CLA-2 RR:CR:GC 963789 JAS


TARIFF NO.: 8431.39.00

Port Director of Customs
300 S. Ferry St.
Terminal Island, CA 90731

RE: Protest 2704-99-102939; Wicket Leaves, Parts of Machines for Drying Screen Printed Material

Dear Port Director:

This is our decision on Protest 2704-99-102939, filed against your classification, under the Harmonized Tariff Schedule of the United States (HTSUS), of wicket leaves. The entries under protest were liquidated on July 23, 1999, and this protest timely filed on October 15, 1999.

■ **WHAT THE TASK REQUIRES**
Please copy the stretch of the protest decision from "Terminal Island, CA" through "October 15, 1999.".

(Data for coordinate labeling)
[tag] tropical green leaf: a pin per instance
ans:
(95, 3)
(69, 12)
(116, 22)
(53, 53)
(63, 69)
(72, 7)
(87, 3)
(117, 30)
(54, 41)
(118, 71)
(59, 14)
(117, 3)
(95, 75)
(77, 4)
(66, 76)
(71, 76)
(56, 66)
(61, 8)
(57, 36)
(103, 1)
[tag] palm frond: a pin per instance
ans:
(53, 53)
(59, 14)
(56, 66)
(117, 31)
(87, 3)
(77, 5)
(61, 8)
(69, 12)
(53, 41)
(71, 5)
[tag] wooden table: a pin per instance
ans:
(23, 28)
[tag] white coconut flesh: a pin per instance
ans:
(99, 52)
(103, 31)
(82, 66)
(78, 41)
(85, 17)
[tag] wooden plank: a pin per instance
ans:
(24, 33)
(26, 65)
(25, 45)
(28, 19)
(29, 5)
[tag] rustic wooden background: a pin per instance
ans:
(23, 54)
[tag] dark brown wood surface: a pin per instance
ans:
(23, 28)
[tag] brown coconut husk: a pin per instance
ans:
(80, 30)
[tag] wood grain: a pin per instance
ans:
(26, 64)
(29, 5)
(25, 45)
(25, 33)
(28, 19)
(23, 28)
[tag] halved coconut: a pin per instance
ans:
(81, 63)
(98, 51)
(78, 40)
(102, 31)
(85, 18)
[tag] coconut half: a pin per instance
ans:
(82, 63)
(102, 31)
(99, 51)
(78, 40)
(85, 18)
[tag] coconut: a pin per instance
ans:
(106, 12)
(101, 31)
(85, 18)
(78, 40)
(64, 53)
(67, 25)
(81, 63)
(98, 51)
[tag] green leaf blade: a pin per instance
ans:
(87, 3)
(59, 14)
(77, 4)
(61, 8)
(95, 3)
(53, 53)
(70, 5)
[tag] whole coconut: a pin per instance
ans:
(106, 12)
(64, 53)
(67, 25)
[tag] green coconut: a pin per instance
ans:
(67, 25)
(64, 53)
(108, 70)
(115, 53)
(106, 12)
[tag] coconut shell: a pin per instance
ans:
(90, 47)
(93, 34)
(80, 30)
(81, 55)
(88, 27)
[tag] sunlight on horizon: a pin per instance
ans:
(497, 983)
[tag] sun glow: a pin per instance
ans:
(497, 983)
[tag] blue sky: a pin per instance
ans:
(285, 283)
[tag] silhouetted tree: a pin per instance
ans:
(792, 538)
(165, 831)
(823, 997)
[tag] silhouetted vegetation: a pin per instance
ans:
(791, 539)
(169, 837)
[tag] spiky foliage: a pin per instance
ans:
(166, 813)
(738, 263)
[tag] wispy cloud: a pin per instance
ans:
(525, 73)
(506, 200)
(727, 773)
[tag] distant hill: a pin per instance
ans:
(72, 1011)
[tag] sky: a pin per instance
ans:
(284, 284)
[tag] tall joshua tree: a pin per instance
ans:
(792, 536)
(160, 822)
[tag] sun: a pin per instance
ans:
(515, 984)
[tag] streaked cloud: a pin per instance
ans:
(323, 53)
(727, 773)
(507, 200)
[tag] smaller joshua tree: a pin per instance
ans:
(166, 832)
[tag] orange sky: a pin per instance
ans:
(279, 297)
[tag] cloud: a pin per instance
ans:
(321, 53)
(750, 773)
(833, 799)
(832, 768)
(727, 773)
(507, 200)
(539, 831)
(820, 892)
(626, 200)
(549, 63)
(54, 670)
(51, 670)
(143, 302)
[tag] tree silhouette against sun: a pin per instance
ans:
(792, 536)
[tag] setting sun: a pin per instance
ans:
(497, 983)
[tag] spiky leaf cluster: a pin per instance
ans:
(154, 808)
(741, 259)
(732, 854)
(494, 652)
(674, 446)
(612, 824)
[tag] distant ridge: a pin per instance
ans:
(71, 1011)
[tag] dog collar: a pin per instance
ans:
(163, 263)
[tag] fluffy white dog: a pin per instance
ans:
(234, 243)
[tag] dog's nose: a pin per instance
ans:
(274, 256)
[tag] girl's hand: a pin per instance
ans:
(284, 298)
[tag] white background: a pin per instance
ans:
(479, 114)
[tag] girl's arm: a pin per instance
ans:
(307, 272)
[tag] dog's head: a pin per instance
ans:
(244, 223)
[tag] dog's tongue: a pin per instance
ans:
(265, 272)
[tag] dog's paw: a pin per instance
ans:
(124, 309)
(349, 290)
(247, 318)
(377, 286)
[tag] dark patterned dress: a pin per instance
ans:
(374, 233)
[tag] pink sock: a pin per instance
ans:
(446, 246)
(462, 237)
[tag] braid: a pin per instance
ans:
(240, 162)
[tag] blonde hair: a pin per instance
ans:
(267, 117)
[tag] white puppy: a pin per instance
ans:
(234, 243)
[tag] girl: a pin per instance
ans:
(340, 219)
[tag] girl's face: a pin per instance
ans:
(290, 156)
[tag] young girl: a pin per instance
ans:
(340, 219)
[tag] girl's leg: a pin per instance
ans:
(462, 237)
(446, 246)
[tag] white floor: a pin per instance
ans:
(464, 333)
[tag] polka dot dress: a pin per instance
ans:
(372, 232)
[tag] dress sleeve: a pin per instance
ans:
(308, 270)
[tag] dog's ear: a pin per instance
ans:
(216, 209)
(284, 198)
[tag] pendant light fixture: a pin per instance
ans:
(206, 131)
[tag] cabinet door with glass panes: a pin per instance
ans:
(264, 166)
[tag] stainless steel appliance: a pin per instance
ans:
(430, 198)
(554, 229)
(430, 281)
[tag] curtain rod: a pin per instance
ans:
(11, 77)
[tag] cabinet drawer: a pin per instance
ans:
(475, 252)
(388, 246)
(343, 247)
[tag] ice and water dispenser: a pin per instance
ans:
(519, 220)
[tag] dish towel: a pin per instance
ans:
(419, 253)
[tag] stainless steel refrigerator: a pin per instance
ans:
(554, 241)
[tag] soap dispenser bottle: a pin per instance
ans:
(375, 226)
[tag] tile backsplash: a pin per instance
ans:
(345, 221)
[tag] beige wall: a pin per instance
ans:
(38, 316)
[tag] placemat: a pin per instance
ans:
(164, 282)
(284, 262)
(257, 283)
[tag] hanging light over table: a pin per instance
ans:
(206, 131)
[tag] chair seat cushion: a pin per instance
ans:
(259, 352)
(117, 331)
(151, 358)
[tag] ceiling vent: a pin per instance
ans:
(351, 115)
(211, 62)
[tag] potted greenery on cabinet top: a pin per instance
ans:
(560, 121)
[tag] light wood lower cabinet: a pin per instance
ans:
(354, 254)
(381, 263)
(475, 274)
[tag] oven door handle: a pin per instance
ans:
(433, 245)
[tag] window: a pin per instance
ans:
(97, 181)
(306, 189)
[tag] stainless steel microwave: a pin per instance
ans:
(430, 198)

■ **FINISHED ANSWER**
Terminal Island, CA 90731

RE: Protest 2704-99-102939; Wicket Leaves, Parts of Machines for Drying Screen Printed Material

Dear Port Director:

This is our decision on Protest 2704-99-102939, filed against your classification, under the Harmonized Tariff Schedule of the United States (HTSUS), of wicket leaves. The entries under protest were liquidated on July 23, 1999, and this protest timely filed on October 15, 1999.